# Written problem
Render the lines from the one containing "If you could tag each instance of the grassy" through the end of the rows below, both included, as a Markdown table with two columns: Number for each line's position and Text for the line itself. Leave out any blank lines.

# Information shown
========

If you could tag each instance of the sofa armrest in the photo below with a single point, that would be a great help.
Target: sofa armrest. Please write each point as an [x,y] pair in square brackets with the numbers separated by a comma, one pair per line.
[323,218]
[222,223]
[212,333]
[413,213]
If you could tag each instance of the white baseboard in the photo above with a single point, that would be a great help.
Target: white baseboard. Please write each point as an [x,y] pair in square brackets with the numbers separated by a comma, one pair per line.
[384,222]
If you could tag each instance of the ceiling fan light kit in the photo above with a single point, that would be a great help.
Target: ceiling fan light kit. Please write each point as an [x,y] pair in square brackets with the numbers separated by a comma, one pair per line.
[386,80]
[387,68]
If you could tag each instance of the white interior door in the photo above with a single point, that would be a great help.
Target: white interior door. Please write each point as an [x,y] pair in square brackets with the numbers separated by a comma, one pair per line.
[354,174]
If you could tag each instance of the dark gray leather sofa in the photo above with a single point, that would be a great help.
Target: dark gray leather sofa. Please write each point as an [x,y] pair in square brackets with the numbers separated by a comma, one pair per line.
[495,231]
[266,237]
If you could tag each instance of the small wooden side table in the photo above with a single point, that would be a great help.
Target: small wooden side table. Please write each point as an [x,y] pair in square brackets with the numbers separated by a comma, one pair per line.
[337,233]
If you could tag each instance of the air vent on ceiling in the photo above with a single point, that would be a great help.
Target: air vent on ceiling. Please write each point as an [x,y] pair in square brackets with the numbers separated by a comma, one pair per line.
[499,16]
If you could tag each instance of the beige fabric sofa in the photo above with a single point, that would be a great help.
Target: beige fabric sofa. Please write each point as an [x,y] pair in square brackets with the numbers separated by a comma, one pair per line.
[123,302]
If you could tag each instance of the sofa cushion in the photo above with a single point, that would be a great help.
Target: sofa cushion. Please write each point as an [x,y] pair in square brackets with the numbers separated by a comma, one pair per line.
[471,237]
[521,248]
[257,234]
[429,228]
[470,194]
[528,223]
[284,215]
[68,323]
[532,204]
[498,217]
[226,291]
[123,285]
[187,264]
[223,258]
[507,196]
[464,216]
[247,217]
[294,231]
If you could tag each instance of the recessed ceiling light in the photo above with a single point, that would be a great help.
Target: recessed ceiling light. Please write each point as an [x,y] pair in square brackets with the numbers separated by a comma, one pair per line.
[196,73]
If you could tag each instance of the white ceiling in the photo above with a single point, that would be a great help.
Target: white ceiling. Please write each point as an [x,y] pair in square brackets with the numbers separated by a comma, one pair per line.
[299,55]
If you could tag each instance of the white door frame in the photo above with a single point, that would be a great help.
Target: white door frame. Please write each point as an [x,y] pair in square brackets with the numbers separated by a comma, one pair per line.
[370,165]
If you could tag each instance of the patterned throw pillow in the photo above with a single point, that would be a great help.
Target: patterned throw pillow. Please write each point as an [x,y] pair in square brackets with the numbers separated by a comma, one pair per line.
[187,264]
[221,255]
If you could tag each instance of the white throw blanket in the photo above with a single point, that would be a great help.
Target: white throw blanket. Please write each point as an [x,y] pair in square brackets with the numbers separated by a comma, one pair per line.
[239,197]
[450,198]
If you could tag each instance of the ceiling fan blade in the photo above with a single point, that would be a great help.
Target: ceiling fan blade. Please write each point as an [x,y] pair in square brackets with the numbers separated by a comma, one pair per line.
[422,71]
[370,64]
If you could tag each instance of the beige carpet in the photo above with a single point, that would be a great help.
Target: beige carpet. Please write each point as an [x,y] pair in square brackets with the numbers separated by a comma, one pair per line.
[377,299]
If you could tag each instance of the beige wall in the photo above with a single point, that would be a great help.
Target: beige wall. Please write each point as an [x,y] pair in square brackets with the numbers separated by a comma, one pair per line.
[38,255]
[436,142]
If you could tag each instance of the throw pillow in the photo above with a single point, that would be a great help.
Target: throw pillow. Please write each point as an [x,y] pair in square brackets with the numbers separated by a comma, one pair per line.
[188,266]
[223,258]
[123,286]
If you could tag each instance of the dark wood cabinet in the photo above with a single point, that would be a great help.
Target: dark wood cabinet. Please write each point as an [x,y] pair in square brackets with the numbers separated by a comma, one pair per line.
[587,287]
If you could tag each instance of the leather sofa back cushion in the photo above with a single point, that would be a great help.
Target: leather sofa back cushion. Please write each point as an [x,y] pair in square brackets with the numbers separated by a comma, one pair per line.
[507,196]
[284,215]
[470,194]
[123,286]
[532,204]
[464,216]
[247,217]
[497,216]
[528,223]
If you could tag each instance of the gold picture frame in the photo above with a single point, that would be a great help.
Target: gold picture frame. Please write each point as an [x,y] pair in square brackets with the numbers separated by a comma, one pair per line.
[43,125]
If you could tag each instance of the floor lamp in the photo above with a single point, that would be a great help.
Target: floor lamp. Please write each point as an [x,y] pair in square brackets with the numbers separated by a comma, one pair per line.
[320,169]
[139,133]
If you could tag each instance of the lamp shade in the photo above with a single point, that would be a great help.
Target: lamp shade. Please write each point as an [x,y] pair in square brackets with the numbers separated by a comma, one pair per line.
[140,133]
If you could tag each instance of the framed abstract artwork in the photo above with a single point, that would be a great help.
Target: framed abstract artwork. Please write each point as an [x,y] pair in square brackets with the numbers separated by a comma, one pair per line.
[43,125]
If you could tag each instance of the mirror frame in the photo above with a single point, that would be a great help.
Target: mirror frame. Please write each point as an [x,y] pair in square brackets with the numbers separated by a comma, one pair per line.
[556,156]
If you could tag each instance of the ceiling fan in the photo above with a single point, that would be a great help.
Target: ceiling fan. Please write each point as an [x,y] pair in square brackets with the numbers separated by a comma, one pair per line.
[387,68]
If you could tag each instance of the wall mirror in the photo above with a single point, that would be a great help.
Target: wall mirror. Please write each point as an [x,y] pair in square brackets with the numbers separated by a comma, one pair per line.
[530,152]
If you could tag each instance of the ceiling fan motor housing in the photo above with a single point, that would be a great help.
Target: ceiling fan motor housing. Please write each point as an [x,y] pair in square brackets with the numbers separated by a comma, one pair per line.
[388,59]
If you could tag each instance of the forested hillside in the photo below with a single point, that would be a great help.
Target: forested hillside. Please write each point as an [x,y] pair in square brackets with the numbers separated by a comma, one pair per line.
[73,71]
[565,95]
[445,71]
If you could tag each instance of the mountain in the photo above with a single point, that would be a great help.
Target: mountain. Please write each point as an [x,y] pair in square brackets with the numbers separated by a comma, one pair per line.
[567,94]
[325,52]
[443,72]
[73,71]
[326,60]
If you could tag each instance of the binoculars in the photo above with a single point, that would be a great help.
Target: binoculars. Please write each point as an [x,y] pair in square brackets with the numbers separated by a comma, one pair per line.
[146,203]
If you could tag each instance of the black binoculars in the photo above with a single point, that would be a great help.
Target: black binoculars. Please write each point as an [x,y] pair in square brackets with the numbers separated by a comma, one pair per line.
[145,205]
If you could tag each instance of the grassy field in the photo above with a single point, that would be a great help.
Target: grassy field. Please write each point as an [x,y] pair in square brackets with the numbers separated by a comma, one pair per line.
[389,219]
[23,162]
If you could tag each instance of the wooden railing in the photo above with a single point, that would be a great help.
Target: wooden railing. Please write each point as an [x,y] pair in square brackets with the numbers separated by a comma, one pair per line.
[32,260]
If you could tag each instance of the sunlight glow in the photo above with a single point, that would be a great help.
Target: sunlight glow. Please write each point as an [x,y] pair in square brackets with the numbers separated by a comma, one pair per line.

========

# Answer to the problem
| Number | Text |
|---|---|
| 1 | If you could tag each instance of the grassy field in the photo above with a single point, that would be a great help. |
| 2 | Target: grassy field. Please write each point as an [x,y] pair in square brackets with the numbers separated by a comma, one pair per line. |
| 3 | [389,219] |
| 4 | [23,162] |
| 5 | If you could tag each instance of the wooden railing in the photo above with a single point, that would be a great help. |
| 6 | Target: wooden railing. Please write each point as an [x,y] pair in square brackets with the numbers separated by a comma, one pair per line. |
| 7 | [32,260] |
| 8 | If you could tag each instance of the sunlight glow in the photo above with a single point, that would be a great help. |
| 9 | Target: sunlight glow. Please write each point as an [x,y] pair in square brackets with the numbers separated by a comma, one pair per line. |